• [Texte fourni]

--

Itinéraire autour du Mont Fuji avec Hokusaï

Dans l’art comme en littérature, selon le conseil des auteurs anciens, une belle œuvre est couronnée par la qualité de celui qui la reçoit. Le chemin vers l’émotion est partagé et l’artiste comme l’écrivain, s’ils en sont à la source, attendent aussi quelqu’un pour s’y abreuver.
Érudit, en contact avec les poètes de son temps dont il illustrait les ouvrages, fin connaisseur des traditions de son pays, appréciant l’humour et saisissant l’instant parfait d’une situation, Hokusaï (1760-1849) a toujours eu une interprétation très personnelle des scènes, des paysages, des personnages du Japon de son époque. Il dessinait, on le sait, avec un plaisir sans fin, et se nommait lui-même le vieillard fou de dessins.
Il ne faut pas manquer de relire ce qu’il écrivait, un témoignage de modestie, de sincérité mêlée d’une pointe de moquerie peut-être, une leçon de sagesse, d’ouverture, de curiosité, que chacun peut faire sienne. Depuis l’âge de 6 ans, j’avais la manie de dessiner la forme des objets. Vers l’âge de 50 ans, j’avais publié une infinité de dessins, mais tout ce que j’ai produit avant l’âge de 70 ans ne vaut pas la peine d’être compté. C'est à l’âge de 73 ans que j’ai compris à peu près la structure de la nature vraie des animaux, des herbes, des arbres, des oiseaux, des poissons et des insectes. Par conséquent, à l’âge de 80 ans, j’aurai fait encore plus de progrès ; à 90 ans, je pénétrerai le mystère des choses ;  à 100 ans, je serai certainement parvenu à un stade merveilleux et, quand j’aurai 110 ans, tout ce que je ferai, un point, une ligne, sera vivant.
Une source où se rafraîchir !

--

• [Données fournies]

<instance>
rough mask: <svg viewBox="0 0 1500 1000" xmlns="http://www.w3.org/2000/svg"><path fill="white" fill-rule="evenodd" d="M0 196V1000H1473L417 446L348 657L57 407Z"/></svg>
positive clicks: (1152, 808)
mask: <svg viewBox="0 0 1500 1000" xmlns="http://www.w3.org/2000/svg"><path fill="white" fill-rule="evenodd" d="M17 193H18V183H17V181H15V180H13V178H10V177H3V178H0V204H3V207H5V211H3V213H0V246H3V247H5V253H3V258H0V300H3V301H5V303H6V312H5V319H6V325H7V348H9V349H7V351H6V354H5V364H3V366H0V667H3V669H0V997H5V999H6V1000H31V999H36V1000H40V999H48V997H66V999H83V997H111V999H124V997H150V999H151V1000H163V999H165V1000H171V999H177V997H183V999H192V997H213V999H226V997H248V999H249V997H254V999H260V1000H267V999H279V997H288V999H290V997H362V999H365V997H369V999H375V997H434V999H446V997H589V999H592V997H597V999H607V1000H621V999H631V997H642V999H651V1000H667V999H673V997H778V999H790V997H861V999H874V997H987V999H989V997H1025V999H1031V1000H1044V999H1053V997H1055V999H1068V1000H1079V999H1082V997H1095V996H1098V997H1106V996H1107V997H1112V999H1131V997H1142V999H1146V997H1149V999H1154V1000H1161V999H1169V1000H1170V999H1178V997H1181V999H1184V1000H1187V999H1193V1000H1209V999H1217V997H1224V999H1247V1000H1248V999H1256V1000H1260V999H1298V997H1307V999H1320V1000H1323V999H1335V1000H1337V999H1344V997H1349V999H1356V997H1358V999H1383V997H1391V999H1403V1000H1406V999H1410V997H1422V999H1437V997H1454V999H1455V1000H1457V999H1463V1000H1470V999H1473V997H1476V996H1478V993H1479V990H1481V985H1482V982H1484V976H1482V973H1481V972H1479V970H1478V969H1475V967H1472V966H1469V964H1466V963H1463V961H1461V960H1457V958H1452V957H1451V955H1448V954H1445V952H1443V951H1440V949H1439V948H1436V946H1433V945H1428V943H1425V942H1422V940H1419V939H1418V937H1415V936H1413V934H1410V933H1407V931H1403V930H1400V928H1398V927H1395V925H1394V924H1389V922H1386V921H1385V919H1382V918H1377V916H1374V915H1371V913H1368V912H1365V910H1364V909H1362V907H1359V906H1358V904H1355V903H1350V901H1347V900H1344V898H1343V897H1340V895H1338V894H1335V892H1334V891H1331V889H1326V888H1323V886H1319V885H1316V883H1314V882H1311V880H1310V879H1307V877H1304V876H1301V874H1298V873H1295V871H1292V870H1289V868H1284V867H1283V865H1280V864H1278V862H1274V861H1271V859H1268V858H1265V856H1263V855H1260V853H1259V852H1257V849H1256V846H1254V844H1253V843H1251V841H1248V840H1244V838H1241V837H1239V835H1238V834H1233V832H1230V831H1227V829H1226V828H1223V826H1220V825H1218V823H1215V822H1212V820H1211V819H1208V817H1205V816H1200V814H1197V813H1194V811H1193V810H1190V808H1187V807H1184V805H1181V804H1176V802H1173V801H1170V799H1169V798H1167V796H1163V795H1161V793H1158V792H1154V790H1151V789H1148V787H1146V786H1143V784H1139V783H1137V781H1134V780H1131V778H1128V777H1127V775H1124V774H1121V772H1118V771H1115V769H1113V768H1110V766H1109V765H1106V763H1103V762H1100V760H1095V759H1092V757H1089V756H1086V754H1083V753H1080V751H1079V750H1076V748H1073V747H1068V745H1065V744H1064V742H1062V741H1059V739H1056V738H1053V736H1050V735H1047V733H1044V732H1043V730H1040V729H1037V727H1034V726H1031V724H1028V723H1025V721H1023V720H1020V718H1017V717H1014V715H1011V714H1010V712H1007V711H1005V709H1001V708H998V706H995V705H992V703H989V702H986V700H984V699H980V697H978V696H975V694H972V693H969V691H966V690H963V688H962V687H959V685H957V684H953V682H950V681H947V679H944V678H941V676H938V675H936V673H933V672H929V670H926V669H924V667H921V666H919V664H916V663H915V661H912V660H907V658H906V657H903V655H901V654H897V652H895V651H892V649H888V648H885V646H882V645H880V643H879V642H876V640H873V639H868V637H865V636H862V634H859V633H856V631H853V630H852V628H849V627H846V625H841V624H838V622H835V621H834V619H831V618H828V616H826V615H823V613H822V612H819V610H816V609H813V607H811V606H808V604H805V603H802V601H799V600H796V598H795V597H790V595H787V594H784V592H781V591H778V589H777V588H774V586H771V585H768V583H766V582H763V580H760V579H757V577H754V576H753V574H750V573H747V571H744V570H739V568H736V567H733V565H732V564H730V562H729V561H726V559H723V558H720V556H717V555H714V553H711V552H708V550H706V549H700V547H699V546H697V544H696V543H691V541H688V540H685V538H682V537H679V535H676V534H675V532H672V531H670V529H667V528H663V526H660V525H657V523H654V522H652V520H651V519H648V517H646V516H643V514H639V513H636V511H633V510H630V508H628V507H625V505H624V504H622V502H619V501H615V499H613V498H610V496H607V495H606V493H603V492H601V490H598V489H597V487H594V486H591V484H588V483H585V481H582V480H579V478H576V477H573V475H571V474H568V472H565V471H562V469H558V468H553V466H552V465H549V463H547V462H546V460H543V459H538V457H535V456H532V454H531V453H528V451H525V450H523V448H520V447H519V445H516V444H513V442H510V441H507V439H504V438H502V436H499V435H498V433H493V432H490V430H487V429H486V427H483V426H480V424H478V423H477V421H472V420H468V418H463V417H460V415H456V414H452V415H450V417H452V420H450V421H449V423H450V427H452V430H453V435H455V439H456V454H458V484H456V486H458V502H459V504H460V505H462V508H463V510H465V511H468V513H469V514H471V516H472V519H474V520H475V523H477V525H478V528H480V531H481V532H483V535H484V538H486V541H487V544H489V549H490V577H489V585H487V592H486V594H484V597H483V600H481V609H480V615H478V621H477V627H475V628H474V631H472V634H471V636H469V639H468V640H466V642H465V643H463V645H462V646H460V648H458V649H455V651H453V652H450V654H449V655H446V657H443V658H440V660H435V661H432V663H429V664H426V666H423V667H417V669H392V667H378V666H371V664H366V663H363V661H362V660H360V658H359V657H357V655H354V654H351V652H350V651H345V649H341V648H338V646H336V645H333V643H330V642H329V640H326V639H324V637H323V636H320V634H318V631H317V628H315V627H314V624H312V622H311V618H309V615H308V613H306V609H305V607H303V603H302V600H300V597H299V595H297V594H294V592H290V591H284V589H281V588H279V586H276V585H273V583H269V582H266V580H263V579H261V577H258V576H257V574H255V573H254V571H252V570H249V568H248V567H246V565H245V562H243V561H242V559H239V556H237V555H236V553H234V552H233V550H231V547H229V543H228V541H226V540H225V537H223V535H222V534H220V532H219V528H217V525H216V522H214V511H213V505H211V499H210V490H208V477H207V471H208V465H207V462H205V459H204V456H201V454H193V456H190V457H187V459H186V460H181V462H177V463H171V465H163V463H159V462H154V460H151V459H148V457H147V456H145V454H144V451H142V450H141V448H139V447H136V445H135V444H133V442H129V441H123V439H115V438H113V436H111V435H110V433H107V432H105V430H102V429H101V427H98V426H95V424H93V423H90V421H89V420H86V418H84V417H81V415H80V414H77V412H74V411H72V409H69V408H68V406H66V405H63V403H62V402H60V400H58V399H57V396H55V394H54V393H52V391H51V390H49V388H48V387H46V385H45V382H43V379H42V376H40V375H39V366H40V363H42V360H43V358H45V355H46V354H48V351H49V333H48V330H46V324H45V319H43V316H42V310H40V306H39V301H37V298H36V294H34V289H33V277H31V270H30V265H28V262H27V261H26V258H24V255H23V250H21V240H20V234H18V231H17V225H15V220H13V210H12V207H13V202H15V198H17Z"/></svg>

--

• [Travail demandé]
1 – D'après le texte sur Hokusaï, quel nom l'artiste se donnait-il lui-même ?
2 – Prolongez le texte sur Hokusaï à la suite de sa dernière phrase, « Une source où se rafraîchir ! ».

• [Résultats de l'exercice]
1 – Il se nommait lui-même le vieillard fou de dessins.

2 –
Nous voici à la période d’Edo, (1615-1868), quand le théâtre du kabuki devient à la mode, le roman attire les lecteurs, une timide ouverture vers l’extérieur s’effectue. La prospérité de l’archipel s’accompagne d’un raffinement dans la culture, en dépit de certaines luttes de pouvoir La notion de monde flottant formulée par Asai Ryôi (1612-1691), auteur  de l’Ukiyo monogatari est à rappeler. Ce qui compte, c’est le moment présent, l’admiration de la nature, une sorte de profondeur du regard sur le temps qui impose de profiter de son bref passage. Sa traduction visuelle donne ses vues en quelque sorte narratives, une page d’histoire sociale soudain visible, comme si l’éphémère se fixait. Autour de la montagne sacrée des Japonais se déroule la longue série des dessins, aux nuances délicates, avec des perspectives impensables, les chemins à gravir, les ponts à traverser, les branches qui se balancent au vent, les oiseaux qui passent dans l’indifférence des pêcheurs, l’activité des porteurs. À l’horizon, cône blanc majestueux, la présence tutélaire du Fuji. Le trait est vif, précis.

L’intervention de Hokusai lui-même dans cette œuvre dépasse largement son génie de dessinateur et l’inspiration d’un observateur habité par la beauté multiple du monde. Non seulement chaque composition – c'est-à-dire chaque feuille est d’une inspiration renouvelée et surprenante, mais la force de l’amour quasi mystique qui lie l’homme et la montagne touche notre émotion et surprend nos conceptions esthétiques. Dans cette œuvre inhabituel pour lui, l’occident à juste titre y verra le génie intégral, neuf, authentique, d’autant plus séduisant qu’il porte sur le quotidien un regard inédit dont les impressionnistes retiendront la leçon. Ces dessins que l’auteur confie aux graveurs en 1834 font l’objet d’une réimpression fidèle à celle à celle de l’époque, en trois volumes, aussi élégants que pratiques. En quelque sorte le testament du maître dans les mains. Il faut savoir gré à Nelly Delay, historienne d’art, spécialiste de l’art japonais ancien, d’inviter le lecteur à voyager dans cet univers artistique sans pareil, autour du Mont Fuji.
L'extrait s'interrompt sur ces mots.